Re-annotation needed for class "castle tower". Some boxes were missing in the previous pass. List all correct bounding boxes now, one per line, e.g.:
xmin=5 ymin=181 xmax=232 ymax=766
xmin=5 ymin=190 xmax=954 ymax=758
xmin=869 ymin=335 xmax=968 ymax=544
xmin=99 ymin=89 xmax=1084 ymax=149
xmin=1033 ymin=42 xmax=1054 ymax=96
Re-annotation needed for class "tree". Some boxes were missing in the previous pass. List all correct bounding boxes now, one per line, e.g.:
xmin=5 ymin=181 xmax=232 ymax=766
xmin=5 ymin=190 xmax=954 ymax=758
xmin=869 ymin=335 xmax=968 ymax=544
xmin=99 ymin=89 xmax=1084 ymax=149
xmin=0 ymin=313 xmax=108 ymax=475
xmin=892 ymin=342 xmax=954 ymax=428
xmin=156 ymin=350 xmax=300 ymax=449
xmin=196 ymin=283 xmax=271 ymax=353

__What to do__. Rewrite the listing above, substituting "first pass" for every occurrence of "previous pass" and keeping everything else unchanged.

__Exercise answer__.
Re-annotation needed for class "castle tower". Some boxes were missing in the first pass. List all correct bounding boxes now, one per line, e.g.:
xmin=5 ymin=181 xmax=232 ymax=766
xmin=5 ymin=190 xmax=954 ymax=758
xmin=869 ymin=335 xmax=968 ymax=544
xmin=99 ymin=89 xmax=1084 ymax=149
xmin=1033 ymin=42 xmax=1054 ymax=96
Re-annotation needed for class "tree". Some boxes were missing in the first pass. List all correct bounding boxes now, one per line, e.g.:
xmin=5 ymin=181 xmax=232 ymax=766
xmin=5 ymin=190 xmax=954 ymax=758
xmin=869 ymin=335 xmax=968 ymax=544
xmin=99 ymin=89 xmax=1084 ymax=149
xmin=0 ymin=313 xmax=108 ymax=475
xmin=892 ymin=342 xmax=954 ymax=428
xmin=156 ymin=350 xmax=300 ymax=449
xmin=196 ymin=283 xmax=271 ymax=353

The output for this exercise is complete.